## begin Excerpted data

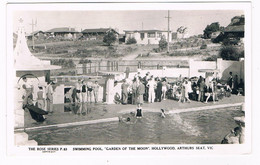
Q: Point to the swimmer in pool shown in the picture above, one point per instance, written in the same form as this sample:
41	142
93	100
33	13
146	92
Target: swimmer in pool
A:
139	111
127	120
163	113
232	137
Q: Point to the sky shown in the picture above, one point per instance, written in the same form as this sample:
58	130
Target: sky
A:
194	20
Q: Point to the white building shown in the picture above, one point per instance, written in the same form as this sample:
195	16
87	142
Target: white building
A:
147	36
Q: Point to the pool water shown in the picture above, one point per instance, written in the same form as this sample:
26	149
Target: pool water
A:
200	127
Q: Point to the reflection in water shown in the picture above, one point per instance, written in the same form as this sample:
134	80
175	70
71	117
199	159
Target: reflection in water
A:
186	126
202	127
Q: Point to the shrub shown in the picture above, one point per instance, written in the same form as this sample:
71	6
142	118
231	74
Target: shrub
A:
163	43
204	46
230	53
109	38
131	40
211	58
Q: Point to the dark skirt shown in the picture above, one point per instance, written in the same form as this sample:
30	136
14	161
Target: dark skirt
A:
139	113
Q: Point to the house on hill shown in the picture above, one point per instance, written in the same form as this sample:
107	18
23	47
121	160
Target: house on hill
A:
37	34
236	28
234	31
64	32
97	34
147	36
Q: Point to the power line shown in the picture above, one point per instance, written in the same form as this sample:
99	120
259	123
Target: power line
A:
168	33
33	24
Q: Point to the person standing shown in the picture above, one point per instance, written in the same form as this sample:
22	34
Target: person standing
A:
78	91
230	80
187	90
28	90
140	92
201	90
49	96
145	81
124	87
235	86
164	88
96	90
40	98
159	91
90	91
134	89
84	91
151	87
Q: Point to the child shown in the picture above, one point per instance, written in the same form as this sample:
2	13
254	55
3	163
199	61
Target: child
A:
40	98
139	111
162	113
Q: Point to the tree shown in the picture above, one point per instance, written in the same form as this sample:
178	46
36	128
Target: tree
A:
131	40
182	30
109	38
230	53
163	43
210	29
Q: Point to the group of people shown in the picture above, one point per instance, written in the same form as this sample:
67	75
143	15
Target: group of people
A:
148	88
236	135
83	92
151	89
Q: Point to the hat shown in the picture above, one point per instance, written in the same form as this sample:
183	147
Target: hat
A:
240	119
41	84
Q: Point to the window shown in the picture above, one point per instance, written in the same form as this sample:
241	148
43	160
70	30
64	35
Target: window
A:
142	36
151	35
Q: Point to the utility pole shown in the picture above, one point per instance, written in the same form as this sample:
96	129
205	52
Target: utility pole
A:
33	24
168	34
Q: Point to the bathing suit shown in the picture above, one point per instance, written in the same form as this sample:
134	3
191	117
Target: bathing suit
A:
84	89
139	113
90	89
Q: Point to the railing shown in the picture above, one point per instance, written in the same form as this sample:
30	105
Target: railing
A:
63	79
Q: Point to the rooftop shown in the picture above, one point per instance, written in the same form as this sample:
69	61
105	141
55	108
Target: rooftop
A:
61	30
237	28
100	30
140	31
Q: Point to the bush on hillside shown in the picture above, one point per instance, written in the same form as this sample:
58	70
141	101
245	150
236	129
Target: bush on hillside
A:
211	58
163	43
131	40
204	46
64	63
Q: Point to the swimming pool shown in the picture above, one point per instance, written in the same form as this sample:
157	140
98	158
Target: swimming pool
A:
198	127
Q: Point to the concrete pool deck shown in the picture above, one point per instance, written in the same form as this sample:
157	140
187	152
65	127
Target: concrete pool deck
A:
98	113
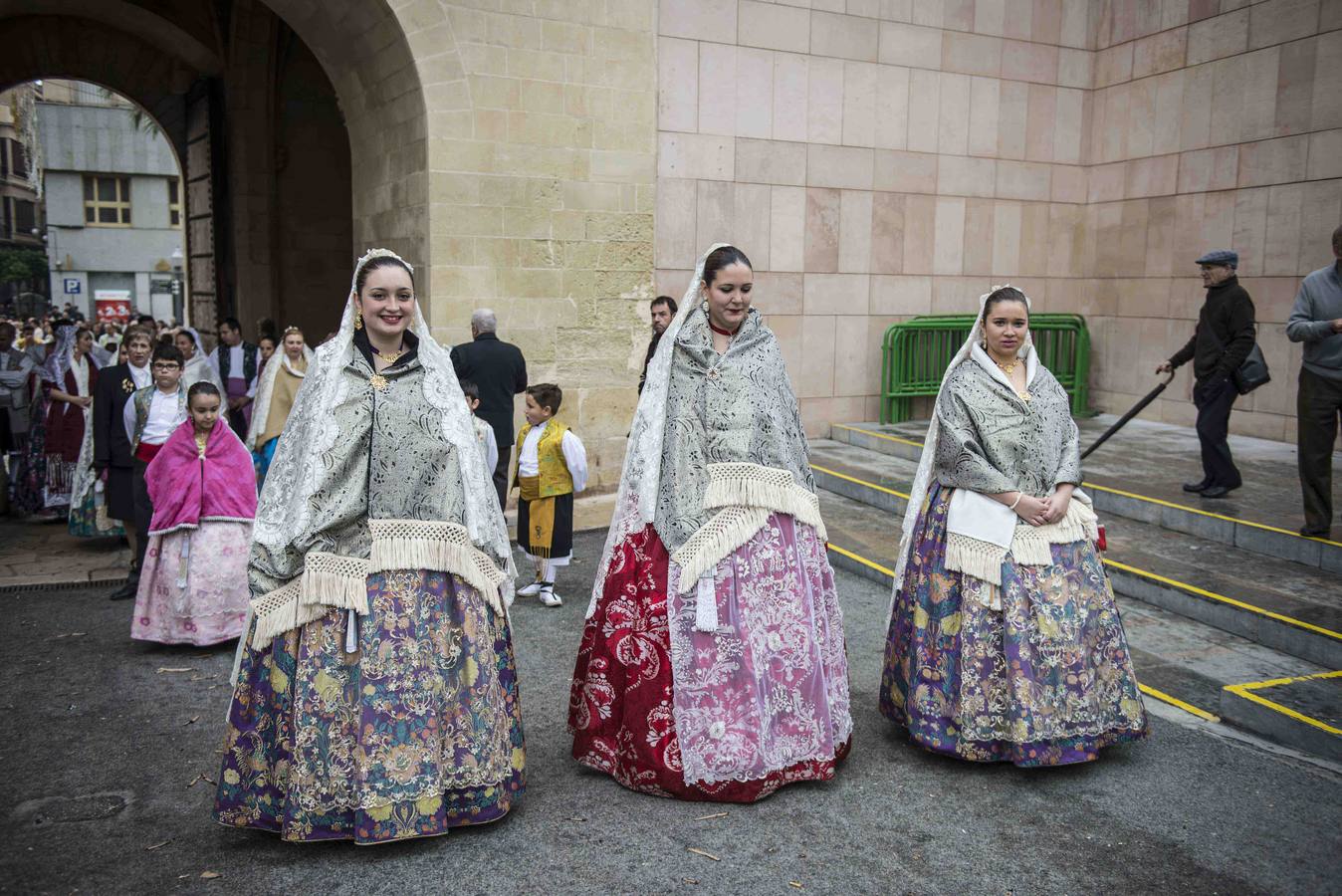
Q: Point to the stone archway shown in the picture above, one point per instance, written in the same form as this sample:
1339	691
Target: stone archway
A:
249	92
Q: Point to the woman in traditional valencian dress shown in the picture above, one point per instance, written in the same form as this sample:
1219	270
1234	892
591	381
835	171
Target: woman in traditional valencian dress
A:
193	585
376	692
70	375
280	382
1004	640
713	659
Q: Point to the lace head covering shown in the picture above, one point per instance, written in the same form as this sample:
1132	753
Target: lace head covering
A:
266	388
636	501
924	479
62	354
285	513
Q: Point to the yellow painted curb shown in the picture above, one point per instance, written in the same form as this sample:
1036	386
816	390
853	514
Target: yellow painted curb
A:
1129	494
1134	570
1249	687
1214	595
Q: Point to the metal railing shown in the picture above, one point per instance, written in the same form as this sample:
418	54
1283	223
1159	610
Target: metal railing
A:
914	355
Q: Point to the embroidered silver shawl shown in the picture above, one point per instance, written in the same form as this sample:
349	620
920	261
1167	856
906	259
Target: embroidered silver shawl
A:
320	487
992	441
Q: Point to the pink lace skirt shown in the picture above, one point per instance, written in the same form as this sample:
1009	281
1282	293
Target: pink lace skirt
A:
193	586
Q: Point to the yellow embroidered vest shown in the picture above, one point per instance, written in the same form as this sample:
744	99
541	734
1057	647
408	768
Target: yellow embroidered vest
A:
556	478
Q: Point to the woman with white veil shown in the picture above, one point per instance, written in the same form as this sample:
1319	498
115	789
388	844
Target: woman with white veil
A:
196	366
1004	641
713	659
376	691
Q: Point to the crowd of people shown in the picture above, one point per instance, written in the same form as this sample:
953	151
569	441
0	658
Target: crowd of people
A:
376	692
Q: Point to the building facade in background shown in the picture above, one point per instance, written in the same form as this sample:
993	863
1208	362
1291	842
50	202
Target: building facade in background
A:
112	189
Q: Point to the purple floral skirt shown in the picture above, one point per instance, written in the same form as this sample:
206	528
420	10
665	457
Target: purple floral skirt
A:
1044	680
416	733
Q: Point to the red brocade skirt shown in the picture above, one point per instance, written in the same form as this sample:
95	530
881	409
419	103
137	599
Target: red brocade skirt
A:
621	700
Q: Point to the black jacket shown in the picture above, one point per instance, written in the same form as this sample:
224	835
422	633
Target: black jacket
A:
652	350
498	370
1225	335
111	447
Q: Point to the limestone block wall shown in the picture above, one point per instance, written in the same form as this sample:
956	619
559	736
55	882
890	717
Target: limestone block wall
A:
875	161
880	158
1214	124
541	174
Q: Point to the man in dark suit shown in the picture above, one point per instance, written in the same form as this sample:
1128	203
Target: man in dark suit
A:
112	455
498	369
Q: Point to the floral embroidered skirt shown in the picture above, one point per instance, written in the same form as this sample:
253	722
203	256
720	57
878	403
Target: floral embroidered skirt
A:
728	715
193	585
1045	680
416	733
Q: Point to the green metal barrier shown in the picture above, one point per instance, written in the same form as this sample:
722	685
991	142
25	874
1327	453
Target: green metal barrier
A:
916	353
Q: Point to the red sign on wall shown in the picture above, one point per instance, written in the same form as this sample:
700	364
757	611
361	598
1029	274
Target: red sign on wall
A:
112	306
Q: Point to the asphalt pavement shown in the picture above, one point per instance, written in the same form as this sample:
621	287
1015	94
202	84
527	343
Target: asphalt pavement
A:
112	748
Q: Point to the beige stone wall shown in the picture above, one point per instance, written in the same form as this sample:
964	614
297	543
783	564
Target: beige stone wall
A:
880	158
541	134
1215	124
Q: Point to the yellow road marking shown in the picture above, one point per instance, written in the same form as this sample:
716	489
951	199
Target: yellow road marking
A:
879	435
1175	702
1207	513
1249	687
1214	595
1144	688
860	560
1133	495
860	482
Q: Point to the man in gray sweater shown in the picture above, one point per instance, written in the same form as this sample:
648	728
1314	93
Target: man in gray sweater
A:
1317	321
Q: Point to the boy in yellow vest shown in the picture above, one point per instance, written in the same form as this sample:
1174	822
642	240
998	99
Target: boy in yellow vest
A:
551	467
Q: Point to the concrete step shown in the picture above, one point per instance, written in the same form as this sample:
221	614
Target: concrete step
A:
1299	711
1199	668
1279	603
1140	472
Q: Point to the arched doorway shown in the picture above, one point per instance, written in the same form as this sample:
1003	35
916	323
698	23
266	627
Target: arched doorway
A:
300	126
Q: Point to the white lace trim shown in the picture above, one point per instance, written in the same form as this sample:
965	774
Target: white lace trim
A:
1029	547
922	479
757	486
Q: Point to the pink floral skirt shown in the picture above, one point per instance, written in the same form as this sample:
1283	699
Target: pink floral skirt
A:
728	715
193	586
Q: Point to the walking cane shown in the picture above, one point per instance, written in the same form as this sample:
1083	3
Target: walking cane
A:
1133	412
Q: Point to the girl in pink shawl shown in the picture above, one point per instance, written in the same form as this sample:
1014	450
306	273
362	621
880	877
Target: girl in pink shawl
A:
193	586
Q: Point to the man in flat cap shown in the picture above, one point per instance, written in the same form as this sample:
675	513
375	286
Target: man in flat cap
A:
1223	338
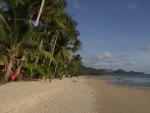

## end Excerpted data

■ **Aim**
Count the lines in the records above that contain the string "standing", treating case as significant. Reply with the number alone.

■ **Final result**
2